SOURCE PASSAGE
+===+
Lemmatize a list of tagged terms (add a property lemma & stem)

Kind: instance method of Indexator
Returns: Array - List of tagged terms with a lemma

Param	Type	Description
terms	`Array`	List of tagged terms

Example (Example usage of 'translateTag' function)

let indexator = new Indexator();
indexator.lemmatize([ { term: 'this', tag: 'DT', lemma: 'this', stem: 'this' },
  { term: 'is', tag: 'VBZ' },
  { term: 'a', tag: 'DT' },
  { term: 'sample', tag: 'NN', lemma: 'sample', stem: 'sampl' },
  { term: 'test', tag: 'NN', lemma: 'test', stem: 'test' } ]);
// return [ { term: 'this', tag: 'DT', lemma: 'this', stem: 'this' },
//   { term: '#', tag: '#' },
//   { term: '#', tag: '#' },
//   { term: 'sample', tag: 'NN', lemma: 'sample', stem: 'sampl' },
//   { term: 'test', tag: 'NN', lemma: 'test', stem: 'test' } ]

indexator.index(data) ⇒ `Object`

Index a fulltext

Kind: instance method of Indexator
Returns: Object - Return a representation of fulltext (indexation & more informations/statistics about tokens/terms)
+===+
REQUEST 1
In the Indexator documentation, what does the lemmatize method return?

Location labeling records:
+===+
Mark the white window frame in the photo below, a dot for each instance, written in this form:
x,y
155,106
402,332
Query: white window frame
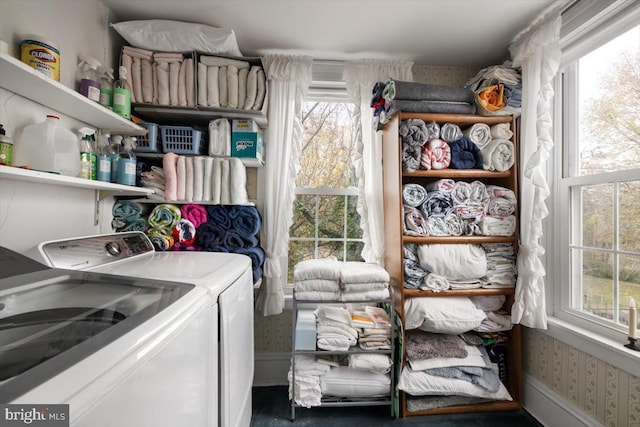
+===+
REQUEST 2
Format the lines of the location labeling records as a numbered list, omitting blank lines and the pictures.

WORKED SOLUTION 1
An Array: the list of tagged terms with a lemma.

WORKED SOLUTION 2
1. Mark the white window frame in the photo below, a dot for each instance, written in this form:
2. x,y
3. 155,106
4. 402,332
5. Query: white window frame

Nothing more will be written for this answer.